▸ **SELECTED PASSAGE**
==========

UK patients implanted with stolen body parts
The news that US detectives were investigating a modern-day body-snatching ring was enough to send shivers down anyone’s spine.
It was in late 2006 that Swindon-based firm Plus Orthopedics confirmed it had bought tissue and bone from a US company accused of stealing body parts.
Some 25 UK hospitals received the products, which came from Regeneration Technologies Inc (RTI) in the US.
That company, in turn, was supplied by New Jersey-based Biomedical Tissue Services (BTS), whose head, Michael Mastromarino, is now pleading guilty to charges in the US.
Up to 82 units of affected bone graft material are known to have been implanted into unsuspecting patients across the UK.
Lawyers believe around 40 British patients have been affected, although only a handful are seeking legal action.
Law firm Irwin Mitchell is representing somewhere between five and 10 people hit by the scandal in the UK.
Katherine Allen, who specialises in personal injury at the firm, said the civil claims were still ongoing and could focus on several companies and individuals.
“We are pursuing a number of defendants in the US and potentially the UK as well,” she added.
Suzanne Green, from Caerphilly, near Cardiff, is one of the patients being represented by Irwin Mitchell.

==========

▸ **INFORMATION**
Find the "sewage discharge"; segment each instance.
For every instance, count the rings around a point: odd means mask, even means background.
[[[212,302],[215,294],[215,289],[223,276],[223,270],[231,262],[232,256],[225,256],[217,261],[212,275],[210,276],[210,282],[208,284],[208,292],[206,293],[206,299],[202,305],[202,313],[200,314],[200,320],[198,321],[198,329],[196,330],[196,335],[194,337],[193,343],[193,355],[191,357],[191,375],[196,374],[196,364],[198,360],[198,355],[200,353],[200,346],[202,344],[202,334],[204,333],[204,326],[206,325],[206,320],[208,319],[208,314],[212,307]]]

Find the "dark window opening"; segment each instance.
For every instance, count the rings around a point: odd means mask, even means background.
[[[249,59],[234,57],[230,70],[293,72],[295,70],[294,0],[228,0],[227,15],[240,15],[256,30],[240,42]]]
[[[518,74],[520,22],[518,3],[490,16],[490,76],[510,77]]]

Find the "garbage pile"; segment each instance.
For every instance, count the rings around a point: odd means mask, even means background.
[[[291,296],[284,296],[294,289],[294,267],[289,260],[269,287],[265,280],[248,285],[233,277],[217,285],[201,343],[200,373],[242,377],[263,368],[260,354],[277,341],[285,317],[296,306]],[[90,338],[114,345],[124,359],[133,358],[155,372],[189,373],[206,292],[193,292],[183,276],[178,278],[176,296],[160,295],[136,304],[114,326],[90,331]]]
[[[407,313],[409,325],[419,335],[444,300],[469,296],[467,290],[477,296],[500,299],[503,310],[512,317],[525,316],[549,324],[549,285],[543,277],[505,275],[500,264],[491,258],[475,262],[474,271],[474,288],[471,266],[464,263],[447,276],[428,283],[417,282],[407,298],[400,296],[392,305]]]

==========

▸ **STUDY QUESTIONS**
1. Write out the part of the article on stolen body parts that opens with the words containing "Some 25 UK hospitals" and closes with "across the UK.".
2. According to the article on stolen body parts, roughly how many UK hospitals received the products?
3. Proceed with the article on stolen body parts, picking up after its final sentence.
The items come from a separate source.

▸ **ANSWERS TO THIS EXERCISE**
1.
Some 25 UK hospitals received the products, which came from Regeneration Technologies Inc (RTI) in the US.
That company, in turn, was supplied by New Jersey-based Biomedical Tissue Services (BTS), whose head, Michael Mastromarino, is now pleading guilty to charges in the US.
Up to 82 units of affected bone graft material are known to have been implanted into unsuspecting patients across the UK.

2. Some 25 UK hospitals received the products.

3.
She had surgery, involving a bone graft, for a fractured spine and ankle at the University Hospital of Wales in September 2005.
In a 2006 statement, Mrs Green said she was unsure what the long-term implications of her operation would be.
“I can’t believe what is happening, it’s horrific,” she said at the time.
The US Food and Drug Administration has warned in the past that US patients risked being exposed to HIV and other diseases.
In the UK, the Medicines and Healthcare products Regulatory Agency (MHRA) has always insisted the risk to British patients from affected products is negligible.
BTS sold bones, ligaments and skin for use in operations across the US, with some bones believed to have been ground up for use in dental implants.
In the UK, the used body parts were pieces of bone and associated tissue.
Salford-born Alistair Cooke, the host of the BBC’s Letter from America, died from cancer aged 94 in New York in 2004.